[Labeled-object pointing entries]
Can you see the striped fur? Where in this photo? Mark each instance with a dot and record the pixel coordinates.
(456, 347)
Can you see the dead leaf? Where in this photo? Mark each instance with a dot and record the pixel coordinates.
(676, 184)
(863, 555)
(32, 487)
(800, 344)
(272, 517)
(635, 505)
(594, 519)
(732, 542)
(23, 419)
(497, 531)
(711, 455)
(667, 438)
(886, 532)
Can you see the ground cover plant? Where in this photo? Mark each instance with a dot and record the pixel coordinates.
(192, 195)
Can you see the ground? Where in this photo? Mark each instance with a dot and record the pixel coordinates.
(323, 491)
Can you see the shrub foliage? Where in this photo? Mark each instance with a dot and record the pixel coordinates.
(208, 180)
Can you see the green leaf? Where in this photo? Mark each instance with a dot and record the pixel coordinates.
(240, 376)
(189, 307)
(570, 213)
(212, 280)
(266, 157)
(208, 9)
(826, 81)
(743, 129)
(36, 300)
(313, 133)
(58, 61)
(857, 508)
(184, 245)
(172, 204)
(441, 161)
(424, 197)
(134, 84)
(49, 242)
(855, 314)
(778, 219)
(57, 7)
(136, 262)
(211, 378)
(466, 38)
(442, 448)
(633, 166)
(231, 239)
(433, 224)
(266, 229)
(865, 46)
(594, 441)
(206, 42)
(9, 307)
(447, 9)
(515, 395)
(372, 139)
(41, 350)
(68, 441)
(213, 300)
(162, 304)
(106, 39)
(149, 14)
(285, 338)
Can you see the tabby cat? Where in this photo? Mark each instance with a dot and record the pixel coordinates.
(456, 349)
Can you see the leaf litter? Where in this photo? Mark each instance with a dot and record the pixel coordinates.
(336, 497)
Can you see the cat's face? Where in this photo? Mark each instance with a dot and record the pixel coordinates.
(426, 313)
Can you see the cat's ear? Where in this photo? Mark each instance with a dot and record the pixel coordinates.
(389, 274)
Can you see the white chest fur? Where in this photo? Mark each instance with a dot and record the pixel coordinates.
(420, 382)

### WHAT THIS TASK INVOLVES
Every line of the data above should be copied exactly.

### FULL ANSWER
Can you see the striped fur? Where in this photo? Mark each instance with a dot and record the pixel coordinates.
(456, 347)
Can you see the dead leaf? Where in this photo? Mark each instance with a dot and record the pixel coordinates.
(676, 184)
(863, 555)
(32, 487)
(800, 344)
(272, 517)
(635, 505)
(594, 519)
(732, 542)
(23, 419)
(497, 531)
(711, 455)
(667, 438)
(886, 532)
Can you see the ground cover plant? Where in this photo? Mark each instance with a dot and record the pixel coordinates.
(192, 195)
Can you see the ground? Where in this photo? Mark each instance with a dot and record the pixel coordinates.
(323, 491)
Can you see the shrub foliage? Where in this photo? Mark each instance with a dot and record the pixel coordinates.
(208, 180)
Can you see the green leaf? Where in this photo? Mark each instance with a dot and record the pixel coordinates.
(240, 376)
(189, 307)
(570, 213)
(212, 280)
(266, 157)
(208, 9)
(826, 81)
(743, 129)
(36, 300)
(313, 133)
(58, 61)
(857, 508)
(184, 245)
(172, 204)
(441, 161)
(424, 197)
(134, 84)
(49, 242)
(855, 314)
(778, 219)
(57, 7)
(136, 262)
(211, 378)
(466, 38)
(442, 448)
(633, 166)
(231, 239)
(433, 224)
(266, 229)
(865, 46)
(594, 441)
(206, 42)
(9, 307)
(447, 9)
(515, 395)
(372, 139)
(41, 350)
(68, 441)
(213, 300)
(162, 304)
(106, 39)
(149, 14)
(285, 338)
Can you see the tabby cat? Where in this photo? Mark each instance with a dot and record the pixel coordinates.
(456, 349)
Can you see the leaf litter? Where in this photo? Mark each instance with a dot and record the pixel coordinates.
(336, 497)
Can you see the cat's face? Where in this photo? Mark each instance with a dot and record the pixel coordinates.
(426, 313)
Can you see the cat's ear? Where in this photo? Mark each instance with a dot and record the pixel coordinates.
(389, 274)
Can you see the white chest fur? Where in this photo? Mark each instance with a dot and record the pixel coordinates.
(420, 382)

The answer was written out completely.